§ **Exercise task 1**: Find every line in the listing that contains the string "door" and copy each of those lines.
§ **Exercise task 2**: Write what comes next in the passage on elastic stiffness tensors and wave travel, picking up after its final sentence.

§ **Quoted passage**:
◇ ◇ ◇ ◇
These elastic stiffness tensors define an elastic medium and also control the pattern of wave travel through it. For instance, in earth model (Fig. 2), wave travels more quickly along the layers than across the layer boundaries. The vertically travelling waves across the boundaries are said to be out of plane. This could be out of plane compressional modulus (C33) or out of plane shear modulus (C44). The horizontally travelling waves are said to be in plane which could also be in-plane compressional modulus (C11) or in-plane shear modulus (C66). C13 is an important constant that controls the shape of these wave surfaces (Sayers 1994; Berryman et al. 1999).

Fig.2
figure 2

Modes of wave propagation in elastic earth model

These parameters (C11, C13, C33, C44, C66) are referred to as five independent components of elastic stiffness tensors and they can be expressed as follows:

$$C_{11} = 4M - 4S + \frac{{(1 - 2T)^{2} }}{R}$$
(4)
$$C_{13} = \frac{1 - 2T}{R}\user2{ }$$
(5)
$$C_{33} = \lambda + 2\mu$$
$$C_{44} = \mu$$
(7)
$$C_{66} = M$$
(8)

Where,

$$M = \Phi \mu_{1} + \left( {1 - \Phi } \right)\mu_{2}$$
$$R = \frac{\Phi }{{\left( { \lambda_{1} + 2\mu_{1} } \right)}} + \frac{{\left( {1 - \Phi } \right)}}{{ (\lambda_{2} + 2\mu_{2} )}}$$
$$S = \Phi \theta_{1} \mu_{1} + \left( {1 - \Phi } \right)\theta _{1} \mu_{2}$$
$$T = \Phi \theta _{1} + \left( {1 - \Phi } \right)\theta _{2}$$
$$\theta = \frac{Vs}{{Vp}}$$

λ and µ are the first and second Lame parameters, respectively, Φ is the porosity while Ɵ is the phase angle.

Following Ogagarue (2007), we define the parameters M, R, S and T in terms of the Lame parameters λ and\(\mu\), the volume fraction Φ the ratio of compressional and shear wave velocities in a medium for a stack of two layers. The parameter M is for a stack of two layers that are controlled by the porosity of the upper and shear moduli of each layer; R is governed by the porosity of the upper layer, bulk and shear moduli of the layers; S is a dimensionless parameter which is influenced by porosity, Vs to Vp ratio and the shear moduli of the layers while T is defined in terms of porosity and velocity ratio only.

For the above sets of the equations to become suitable for this study, they were modified into these forms.
◇ ◇ ◇ ◇
§ **Dataset rows**:
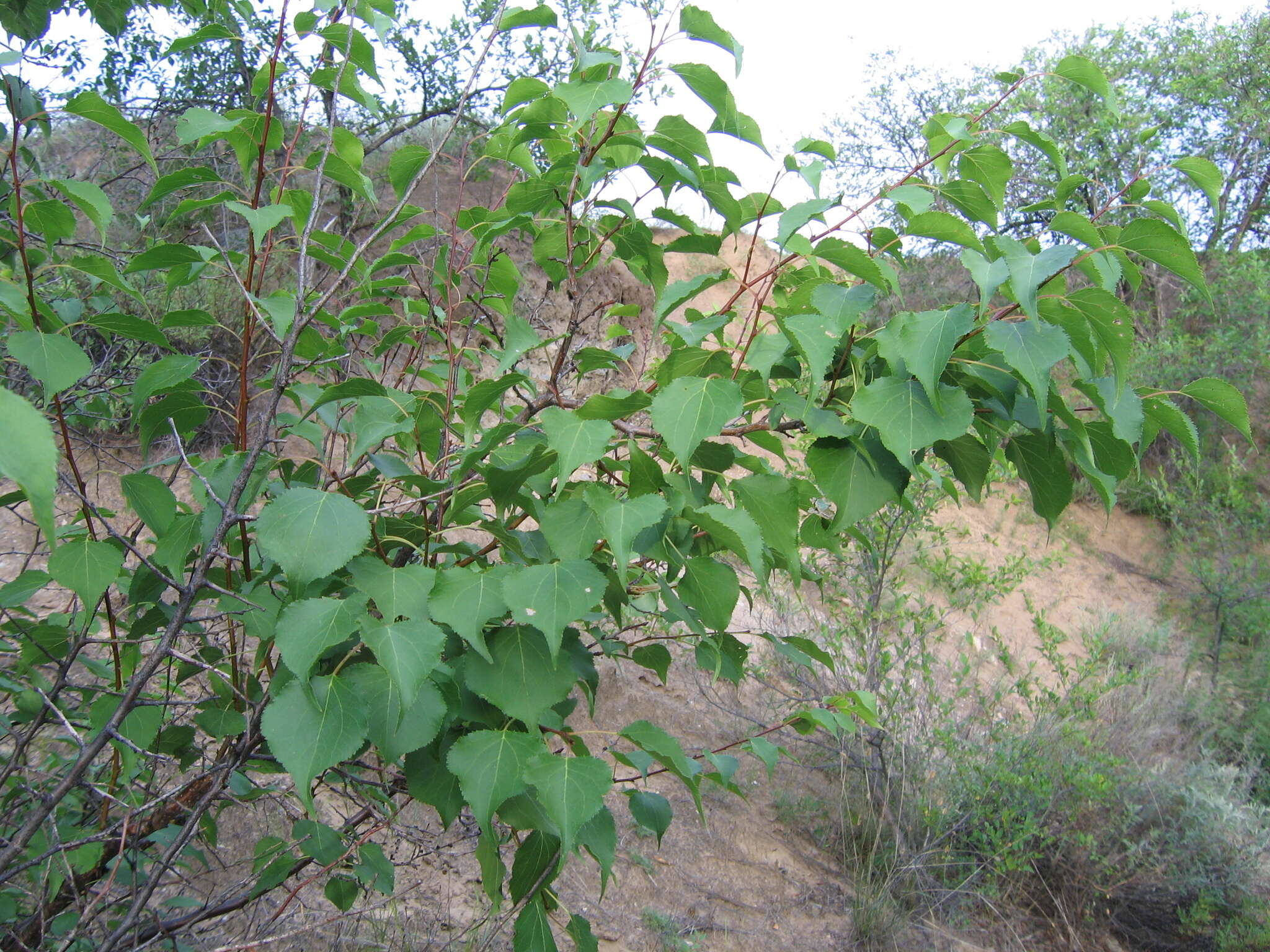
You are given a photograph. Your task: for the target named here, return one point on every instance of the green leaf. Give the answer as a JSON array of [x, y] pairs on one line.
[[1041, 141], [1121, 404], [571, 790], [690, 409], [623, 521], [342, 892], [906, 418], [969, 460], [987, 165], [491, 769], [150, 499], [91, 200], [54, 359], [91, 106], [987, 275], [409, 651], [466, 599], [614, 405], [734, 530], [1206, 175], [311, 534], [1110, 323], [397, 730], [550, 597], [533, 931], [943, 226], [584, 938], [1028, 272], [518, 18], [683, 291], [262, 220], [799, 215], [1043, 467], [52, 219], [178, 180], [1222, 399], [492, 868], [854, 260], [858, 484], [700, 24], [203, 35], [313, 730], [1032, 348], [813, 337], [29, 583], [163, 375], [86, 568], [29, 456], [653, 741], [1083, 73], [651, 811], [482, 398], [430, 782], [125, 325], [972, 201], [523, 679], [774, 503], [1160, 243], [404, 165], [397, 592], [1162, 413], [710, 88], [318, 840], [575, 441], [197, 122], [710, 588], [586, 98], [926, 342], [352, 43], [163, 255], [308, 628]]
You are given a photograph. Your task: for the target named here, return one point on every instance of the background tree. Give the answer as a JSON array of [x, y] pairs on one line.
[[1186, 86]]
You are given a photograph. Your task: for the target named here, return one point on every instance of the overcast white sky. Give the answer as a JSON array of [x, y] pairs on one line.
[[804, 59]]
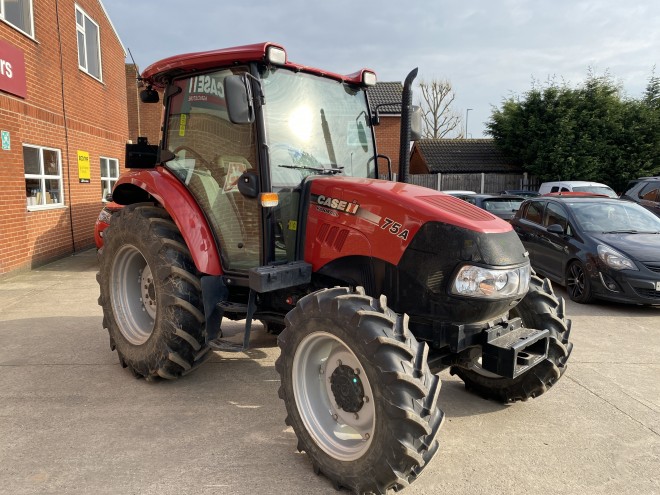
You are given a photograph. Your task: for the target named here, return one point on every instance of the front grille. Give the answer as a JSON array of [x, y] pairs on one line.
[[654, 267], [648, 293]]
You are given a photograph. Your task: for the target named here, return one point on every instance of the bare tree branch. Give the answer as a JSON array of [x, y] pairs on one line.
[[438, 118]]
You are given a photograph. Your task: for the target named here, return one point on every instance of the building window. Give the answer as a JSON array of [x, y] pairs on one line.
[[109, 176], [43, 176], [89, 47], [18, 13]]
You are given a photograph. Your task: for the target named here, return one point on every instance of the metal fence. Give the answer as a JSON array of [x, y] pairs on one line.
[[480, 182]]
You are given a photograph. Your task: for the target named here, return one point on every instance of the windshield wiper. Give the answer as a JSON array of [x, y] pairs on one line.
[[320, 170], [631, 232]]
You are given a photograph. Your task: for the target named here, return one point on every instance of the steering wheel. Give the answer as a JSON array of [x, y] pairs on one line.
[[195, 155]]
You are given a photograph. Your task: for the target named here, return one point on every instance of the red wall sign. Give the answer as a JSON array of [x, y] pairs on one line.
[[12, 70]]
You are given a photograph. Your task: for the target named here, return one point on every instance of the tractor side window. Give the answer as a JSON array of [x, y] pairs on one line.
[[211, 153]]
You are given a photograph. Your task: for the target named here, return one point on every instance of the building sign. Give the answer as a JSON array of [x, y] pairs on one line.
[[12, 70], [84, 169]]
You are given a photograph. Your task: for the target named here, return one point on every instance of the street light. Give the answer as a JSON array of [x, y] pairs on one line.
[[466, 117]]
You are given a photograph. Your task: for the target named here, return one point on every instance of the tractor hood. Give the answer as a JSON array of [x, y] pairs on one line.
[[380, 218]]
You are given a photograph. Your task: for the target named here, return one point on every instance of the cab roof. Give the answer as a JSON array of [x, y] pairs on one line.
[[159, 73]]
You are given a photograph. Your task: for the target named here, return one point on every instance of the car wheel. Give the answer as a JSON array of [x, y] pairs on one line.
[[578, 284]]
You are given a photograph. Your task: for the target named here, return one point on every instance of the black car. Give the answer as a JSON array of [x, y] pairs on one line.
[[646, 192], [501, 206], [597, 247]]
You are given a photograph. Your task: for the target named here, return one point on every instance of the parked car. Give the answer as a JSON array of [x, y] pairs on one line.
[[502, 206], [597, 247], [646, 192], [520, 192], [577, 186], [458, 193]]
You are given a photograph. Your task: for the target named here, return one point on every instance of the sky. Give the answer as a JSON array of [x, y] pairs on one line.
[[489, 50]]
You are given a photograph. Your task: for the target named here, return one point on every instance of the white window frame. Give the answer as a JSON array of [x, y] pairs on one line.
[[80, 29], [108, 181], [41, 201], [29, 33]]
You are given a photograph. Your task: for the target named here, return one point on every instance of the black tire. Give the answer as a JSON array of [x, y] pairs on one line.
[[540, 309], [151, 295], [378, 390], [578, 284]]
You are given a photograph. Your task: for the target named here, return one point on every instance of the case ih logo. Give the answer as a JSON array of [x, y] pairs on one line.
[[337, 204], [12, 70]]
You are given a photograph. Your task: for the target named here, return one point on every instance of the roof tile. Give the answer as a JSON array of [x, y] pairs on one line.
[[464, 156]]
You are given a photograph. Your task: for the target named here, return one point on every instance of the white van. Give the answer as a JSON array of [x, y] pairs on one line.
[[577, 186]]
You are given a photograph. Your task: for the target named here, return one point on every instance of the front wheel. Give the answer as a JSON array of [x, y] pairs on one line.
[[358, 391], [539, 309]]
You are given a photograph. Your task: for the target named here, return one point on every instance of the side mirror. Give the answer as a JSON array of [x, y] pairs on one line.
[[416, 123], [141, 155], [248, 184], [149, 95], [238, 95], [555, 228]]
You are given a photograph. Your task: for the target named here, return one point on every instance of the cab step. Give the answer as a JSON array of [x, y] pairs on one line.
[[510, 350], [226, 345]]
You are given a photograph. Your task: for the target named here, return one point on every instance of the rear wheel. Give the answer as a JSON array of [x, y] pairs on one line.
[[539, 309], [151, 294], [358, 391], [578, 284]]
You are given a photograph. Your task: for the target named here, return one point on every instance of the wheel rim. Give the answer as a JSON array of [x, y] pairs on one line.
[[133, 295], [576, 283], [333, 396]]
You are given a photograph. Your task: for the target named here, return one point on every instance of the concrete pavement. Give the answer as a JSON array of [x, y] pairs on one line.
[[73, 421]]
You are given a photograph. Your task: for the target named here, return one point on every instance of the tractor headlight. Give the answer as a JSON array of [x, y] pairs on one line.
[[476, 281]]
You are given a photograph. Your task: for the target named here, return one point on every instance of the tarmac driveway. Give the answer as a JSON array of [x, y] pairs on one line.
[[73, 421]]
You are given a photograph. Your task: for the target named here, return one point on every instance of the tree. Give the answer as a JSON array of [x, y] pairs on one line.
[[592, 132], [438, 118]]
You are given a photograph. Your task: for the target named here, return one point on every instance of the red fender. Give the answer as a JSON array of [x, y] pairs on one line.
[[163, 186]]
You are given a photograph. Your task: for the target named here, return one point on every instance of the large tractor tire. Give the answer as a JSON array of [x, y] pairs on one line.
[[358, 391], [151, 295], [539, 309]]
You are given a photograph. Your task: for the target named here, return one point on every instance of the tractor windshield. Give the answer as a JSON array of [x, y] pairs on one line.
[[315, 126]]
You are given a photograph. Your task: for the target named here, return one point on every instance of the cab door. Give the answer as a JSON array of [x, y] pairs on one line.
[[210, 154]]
◇ ◇ ◇ ◇
§ **Exercise result 1**:
You are given a photograph. Your task: for the target named here, return one point on every instance of the cab door. Give the answer as a JSON array of [x, y] pairs on one line.

§ **Exercise result 2**:
$$C_{33} i = p^{i} Vp^{2i}$$
(9)
$$C_{44 }^{i} = p^{i} Vs^{2i}$$
(10)
$$C_{13} i = \frac{1 - 2T}{R}$$
(11)
$$C_{66 }^{i} = \Phi^{i} C_{44} i + \left( {1 - \Phi^{i} } \right)C_{44} i + 1$$
(12)

\(\Phi^{i} = \left( {\frac{{Vs^{i} }}{{Vp^{i} }}} \right)^{2}\), \(\Phi^{i + 1} = \left( {\frac{{Vs^{i + 1} }}{{Vp^{i} + 1}}} \right)^{2}\)

$$C_{11 }^{i} = C_{66 }^{i} - 4 \Phi^{i} \theta^{i} C_{44 }^{i} + \left( {1 - \Phi^{i} } \right)\theta^{i + 1} C_{44 }^{i + 1} \frac{{(1 - 2T)^{2} }}{R}$$
(13)

Where \(T = \Phi \theta _{1} + \left( {1 - \Phi } \right)\theta _{2}\)

$$R = \frac{\Phi }{{C_{33} i}}^{i} + \frac{1 - \Phi }{{C_{33} i}}^{i}$$

\({\text{p}},{\text{Vp}},{\text{Vs }}\Phi ,{\text{ i}},{\text{i}} + 1{ }\)are the density, compressional velocity, shear wave velocity, porosity, present depth and next depth interval, respectively.

Using Eqs. 9, 10, 11, 12, 13, the five elastic stiffness tensors for a transverse isotropic medium with vertical axis of symmetry can be deduced.

However, to quantify the degree of velocity anisotropy present in the sediments, the following relations were used.

$$\varepsilon = \frac{{{\varvec{C}}_{11} - {\varvec{C}}_{33} }}{{2{\varvec{C}}_{33} }}$$
(14)
$${\updelta } = \frac{{({\varvec{C}}_{13} - {\varvec{C}}_{44} )^{2} - ({\varvec{C}}_{13} - {\varvec{C}}_{44} )^{2} }}{{2{\varvec{C}}_{33} \left( {{\varvec{C}}_{13} - {\varvec{C}}_{44} } \right)}}\user2{ }$$
(15)
$${\upgamma } = \frac{{C_{66} - C_{44} }}{{2C_{44} }}$$
(16)

Where parameter ε is epsilon (P-wave anisotropy), \({\delta }\) is delta (near vertical anisotropy) and γ is gamma (S-wave anisotropy). According to Tsvankin, (1997), the near vertical anisotropy δ defines the second derivative of the P-wave phase velocity function at vertical incidence and he showed that for weak anisotropy, δ can be approximated as follows:

$${\updelta } = \frac{{\left( {C_{13} - 2C_{44} - C_{33} } \right)}}{{C_{33} }}$$
(17)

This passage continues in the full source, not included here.